--- start of DOCUMENT SECTION ---

The Harder They Fall Director Jeymes Samuel Spills All - Netflix Tudum

  • Director's Cut

    How ‘The Harder They Fall’ Director Jeymes Samuel Revolutionized the Western

    This year’s great action flick changed the game in more ways than one.

    By Maria Sherman
    Dec. 13, 2021
How ‘The Harder They Fall’ Director Jeymes Samuel Revolutionized the Western

Jeymes Samuel (aka The Bullitts) is a multi-hyphenate in the truest sense of the word: He’s a producer, having worked with Jay Electronica and Kid Cudi; a genre-melding musician, collaborating with Talib Kweli and even Lucy Liu (you read that correctly); an executive music consultant, on 2013’s The Great Gatsby (after being hand-picked by Jay-Z, no less); and a director, first releasing the 2013 short Western They Die By Dawn, starring Michael K. Williams, Rosario Dawson, Jesse Williams, Harry Lennix and Erykah Badu, and now, his first feature film, 2021’s The Harder They Fall. But most of all, Samuel is an enthusiast — which brings us to the present day.

The cast is impossibly star-studded: Jonathan Majors, Regina King, Idris Elba, LaKeith Stanfield and Zazie Beetz. Jay-Z produced it and also recorded two new songs for the soundtrack. The Harder They Fall is one of Netflix’s latest and greatest action flicks, a Western dreamed up by Samuel. For a classic genre film, the movie is anything but: Forget all about your preconceptions, The Harder They Fall isn’t your average tale of vintage Americana.

In this installment of “Director’s Cut,” we speak to Samuel about all the ways The Harder They Fall will surprise you. Buckle up, cowboys.

How ‘The Harder They Fall’ Director Jeymes Samuel Revolutionized the Western

​​These. People. Existed. What an incredible film. When did your love of Westerns begin? 

As a child growing up in the United Kingdom, they were always on TV, always in the background. Serials in the daytime, and then, come the evenings, they’d show the movies. My parents were always watching them: Rawhide, Champion the Wonder Horse, Bonanza, reruns. I’d be watching these things in the ’90s. Westerns were just a permanent fixture on the TV, and I loved them. I loved every single thing about the genre, even the questions I had that didn’t make any sense. Like, ‘Why does the screen go skinny at the end of the movie?’ Before widescreen TVs, TVs were square. So in the last scene, the screen would go thin as [the characters rode] off on the horizon because the sides used to be cropped to fit our televisions. But at the end, they needed to fit the credits, so they’d squash the whole frame. It’s such a beautiful part of the Western that I use in The Harder They Fall, as an homage to how those films looked.

--- end of DOCUMENT SECTION ---

*REQUESTS*:
a) In the article on The Harder They Fall, who produced the film?
b) Decide whether each statement agrees with the article on Jeymes Samuel, answering yes or no and quoting the words that settle it: (i) The Harder They Fall is Samuel's first feature film. (ii) Samuel grew up in the United States. (iii) Kid Cudi hand-picked Samuel for his work on The Great Gatsby.
c) Extend the Jeymes Samuel interview beyond its final paragraph, keeping its tone and question-and-answer form.

--- start of RECORD LIST ---

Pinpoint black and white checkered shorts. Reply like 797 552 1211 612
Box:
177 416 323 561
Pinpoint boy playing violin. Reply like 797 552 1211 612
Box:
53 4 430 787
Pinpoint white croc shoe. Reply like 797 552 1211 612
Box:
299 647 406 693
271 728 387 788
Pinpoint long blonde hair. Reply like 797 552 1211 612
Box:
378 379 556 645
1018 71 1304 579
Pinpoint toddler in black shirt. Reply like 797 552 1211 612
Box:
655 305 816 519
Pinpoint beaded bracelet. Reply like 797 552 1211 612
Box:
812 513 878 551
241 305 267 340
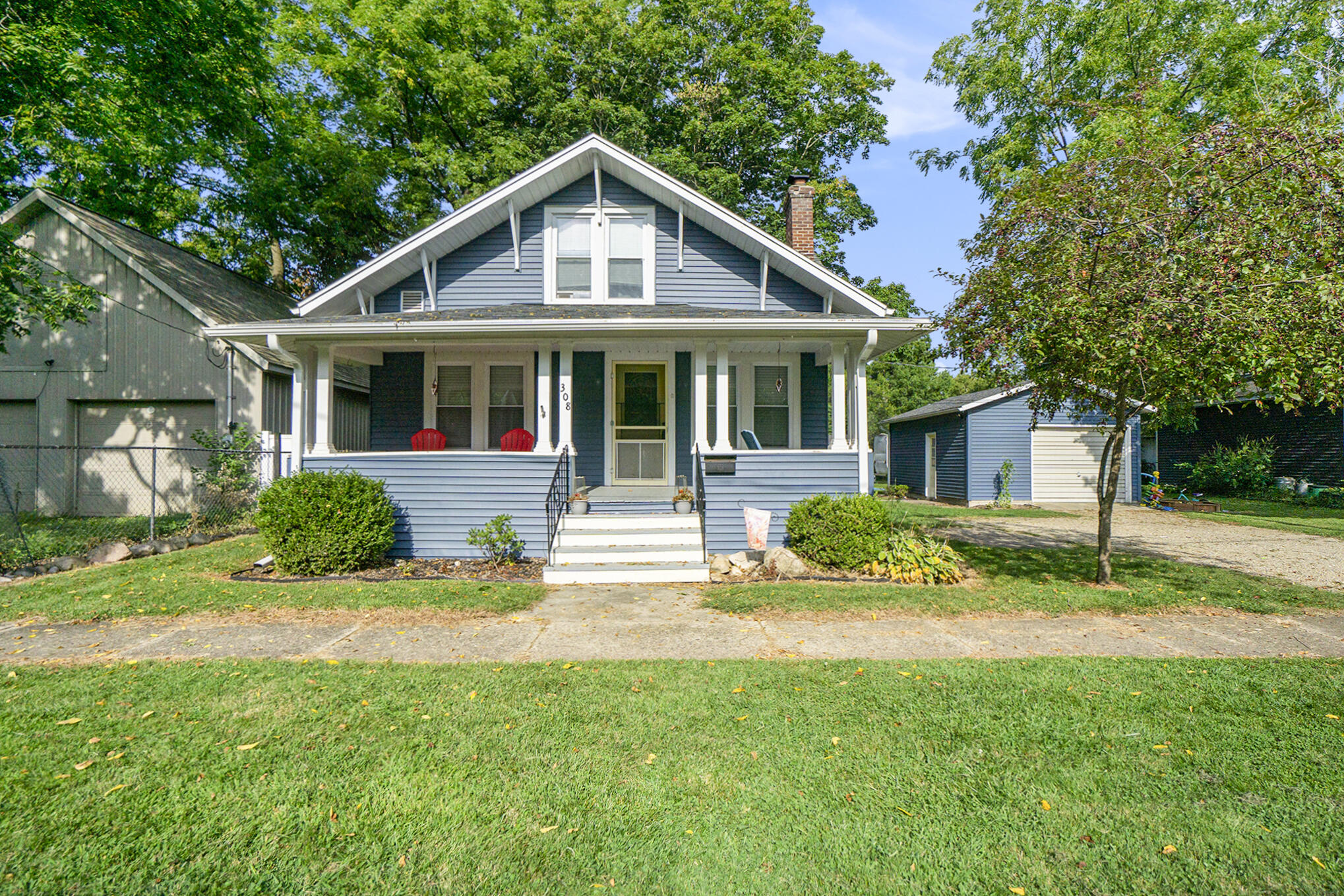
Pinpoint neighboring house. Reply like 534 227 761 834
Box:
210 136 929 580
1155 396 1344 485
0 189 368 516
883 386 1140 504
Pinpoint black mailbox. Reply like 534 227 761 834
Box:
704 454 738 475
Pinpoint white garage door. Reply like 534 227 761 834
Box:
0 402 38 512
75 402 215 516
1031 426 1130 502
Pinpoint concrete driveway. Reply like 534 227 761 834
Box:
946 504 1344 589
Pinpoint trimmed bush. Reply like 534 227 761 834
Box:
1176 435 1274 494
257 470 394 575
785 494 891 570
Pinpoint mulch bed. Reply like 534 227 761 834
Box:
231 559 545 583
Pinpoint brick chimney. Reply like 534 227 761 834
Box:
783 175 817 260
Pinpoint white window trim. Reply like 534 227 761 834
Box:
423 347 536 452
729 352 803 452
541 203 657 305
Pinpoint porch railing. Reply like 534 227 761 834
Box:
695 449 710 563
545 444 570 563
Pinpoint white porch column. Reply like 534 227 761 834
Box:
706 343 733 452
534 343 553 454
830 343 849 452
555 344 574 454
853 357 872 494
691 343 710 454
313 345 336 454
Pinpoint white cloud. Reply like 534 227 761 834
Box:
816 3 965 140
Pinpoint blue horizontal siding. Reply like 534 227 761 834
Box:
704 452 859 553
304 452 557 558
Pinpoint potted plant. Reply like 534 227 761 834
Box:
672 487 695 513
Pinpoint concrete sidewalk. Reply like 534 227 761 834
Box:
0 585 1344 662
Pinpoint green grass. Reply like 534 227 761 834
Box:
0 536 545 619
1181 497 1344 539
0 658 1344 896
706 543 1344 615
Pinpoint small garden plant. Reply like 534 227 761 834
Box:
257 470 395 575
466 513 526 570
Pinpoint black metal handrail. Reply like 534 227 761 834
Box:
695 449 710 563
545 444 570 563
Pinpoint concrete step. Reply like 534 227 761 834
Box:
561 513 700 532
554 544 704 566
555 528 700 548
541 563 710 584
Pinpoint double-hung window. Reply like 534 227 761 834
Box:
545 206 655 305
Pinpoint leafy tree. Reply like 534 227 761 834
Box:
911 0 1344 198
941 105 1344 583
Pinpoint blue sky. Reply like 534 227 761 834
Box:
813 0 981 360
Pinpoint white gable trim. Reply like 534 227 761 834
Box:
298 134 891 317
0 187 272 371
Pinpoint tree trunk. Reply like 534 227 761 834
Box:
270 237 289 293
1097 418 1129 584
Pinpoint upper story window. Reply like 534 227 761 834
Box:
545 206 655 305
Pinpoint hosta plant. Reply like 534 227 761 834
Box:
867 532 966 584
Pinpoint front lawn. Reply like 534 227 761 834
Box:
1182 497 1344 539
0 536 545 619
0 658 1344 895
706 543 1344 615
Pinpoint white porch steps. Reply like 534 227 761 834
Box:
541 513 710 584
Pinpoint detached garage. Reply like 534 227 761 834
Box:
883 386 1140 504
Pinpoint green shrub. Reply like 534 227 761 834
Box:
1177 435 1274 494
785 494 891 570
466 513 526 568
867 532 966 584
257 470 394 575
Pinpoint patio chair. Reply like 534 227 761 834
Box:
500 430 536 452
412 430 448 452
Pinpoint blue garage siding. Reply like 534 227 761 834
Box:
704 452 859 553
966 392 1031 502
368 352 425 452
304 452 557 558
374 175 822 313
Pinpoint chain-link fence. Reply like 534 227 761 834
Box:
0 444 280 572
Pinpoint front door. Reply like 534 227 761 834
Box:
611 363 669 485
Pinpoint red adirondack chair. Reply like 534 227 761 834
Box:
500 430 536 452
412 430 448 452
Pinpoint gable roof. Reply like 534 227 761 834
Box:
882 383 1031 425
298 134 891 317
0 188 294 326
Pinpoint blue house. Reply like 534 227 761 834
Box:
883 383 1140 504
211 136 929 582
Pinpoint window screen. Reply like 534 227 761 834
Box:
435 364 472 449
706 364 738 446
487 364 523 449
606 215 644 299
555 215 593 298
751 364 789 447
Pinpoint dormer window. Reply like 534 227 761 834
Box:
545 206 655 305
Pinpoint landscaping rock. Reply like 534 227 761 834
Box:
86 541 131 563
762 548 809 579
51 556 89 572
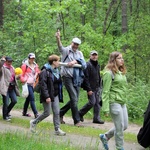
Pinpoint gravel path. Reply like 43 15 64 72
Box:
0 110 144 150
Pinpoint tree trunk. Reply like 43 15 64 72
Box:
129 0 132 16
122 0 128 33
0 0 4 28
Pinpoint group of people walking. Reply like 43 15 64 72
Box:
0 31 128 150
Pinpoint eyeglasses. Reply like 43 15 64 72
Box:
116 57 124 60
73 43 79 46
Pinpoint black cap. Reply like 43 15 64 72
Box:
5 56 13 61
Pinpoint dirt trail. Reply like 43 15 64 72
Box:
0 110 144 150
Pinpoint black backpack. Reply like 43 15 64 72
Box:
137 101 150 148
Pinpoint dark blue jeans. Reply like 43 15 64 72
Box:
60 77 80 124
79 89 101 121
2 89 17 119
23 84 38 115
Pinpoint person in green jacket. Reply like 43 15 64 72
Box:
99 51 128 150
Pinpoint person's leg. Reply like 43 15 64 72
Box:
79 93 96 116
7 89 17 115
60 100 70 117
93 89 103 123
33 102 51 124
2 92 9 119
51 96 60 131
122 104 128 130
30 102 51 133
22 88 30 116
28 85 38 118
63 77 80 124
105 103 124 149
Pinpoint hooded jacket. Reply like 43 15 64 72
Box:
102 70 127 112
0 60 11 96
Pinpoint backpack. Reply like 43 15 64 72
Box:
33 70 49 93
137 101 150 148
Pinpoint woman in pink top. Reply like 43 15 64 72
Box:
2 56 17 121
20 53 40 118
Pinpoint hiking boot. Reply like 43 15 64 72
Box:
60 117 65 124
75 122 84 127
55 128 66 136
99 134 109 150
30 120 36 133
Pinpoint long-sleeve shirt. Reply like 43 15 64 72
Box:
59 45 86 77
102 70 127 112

--- end of RECORD LIST ---

*ANSWERS*:
a) Jay-Z

b)
(i) Yes: "and now, his first feature film, 2021’s The Harder They Fall"
(ii) No: "As a child growing up in the United Kingdom"
(iii) No: "after being hand-picked by Jay-Z, no less"

c)
And the older you get, the [less] representation you see. You don’t see anyone that looks like you, and when you do, they’re always [enslaved]. Any person of color — Mexicans, Blacks, Asians, Native Americans — was treated less than human. Women of any color were always subservient. So, after a while, I [started discovering] all these people of color — these amazing men and women of all ethnic backgrounds that lived in the Old West. That became my love.

How ‘The Harder They Fall’ Director Jeymes Samuel Revolutionized the Western

Is that when you started learning about the Rufus Buck Gang, Stagecoach Mary and the other characters in your movie? 

I learned about Rufus Buck Gang and Cherokee Bill when I was 13, 14. I learned about Gertrude Smith later. I love [that] Gertrude Smith ran with this girl, Dolly Mickey, and there’s hardly any information about them. I could give them my own history. But I’d be arguing with people at school, like, “These people existed,” and they’d be like, “No.” Stagecoach Mary. Cherokee Bill. Bass Reeves, who is the inspiration for The Lone Ranger. 

I constantly did things that would speak to Black people, people of color and women in the Old West. And then, 10 years ago, I made a short film, They Die By Dawn, and I had a slew of heavyweights in it: Michael K. Williams, Rosario Dawson, playing all Black cowboys that really existed. [It wasn’t] far from what The Harder They Fall is, just [on] a smaller budget. I funded [it] myself. I’ve always been obsessed with [Westerns] and equally obsessed with broadening the scope we look at that genre through. 

They Die By Dawn and The Harder They Fall are almost exceptions to the way most people view the Western canon. They think it’s mostly white narratives, the Clint Eastwood of it all. But you weren’t trying to make the greatest Black Western you could make. You were trying to make the greatest Western. What did you gain by freeing yourself of the label?

[The Harder They Fall] isn’t a Black Western in any way, shape or form. A Western, in and of itself, is literally just a description of the place and the time it is set. But even that can be fudged. Hell or High Water, with Chris Pine and Ben Foster, is a Western. There’s nary a horse in it. A Black Western is almost, like — the media will marginalize something to the nearest, closest hanging fruit. A prestigious award ceremony will come out and be called the “Black Oscars.” It’s really jarring. The Man Who Shot Liberty Valance isn’t a white Western, Shane’s not a white Western. Winchester ’73 isn’t a white Western. The Big Country isn’t a white Western. But when Black people are in something, [it’s a] “Black Western.” 

It’s just a Western. And before it’s a Western, it’s a movie. People tell themselves they don’t like Westerns. You ask and they’re like, “I don’t really watch Westerns. They’re not my thing. But I’ll watch The Harder They Fall.” So Westerns are your thing! You’re just not being fed the nutrients you need. When it dropped, The Harder They Fall was the No. 1 thing on Netflix. It’s apparent everyone likes Westerns. They’re just not given the nutrients. It’s all storytelling. You like stories, don’t you? 

How ‘The Harder They Fall’ Director Jeymes Samuel Revolutionized the Western

People say, “I don’t like Westerns because I don’t relate to them,” but then they’ll watch a movie set in space.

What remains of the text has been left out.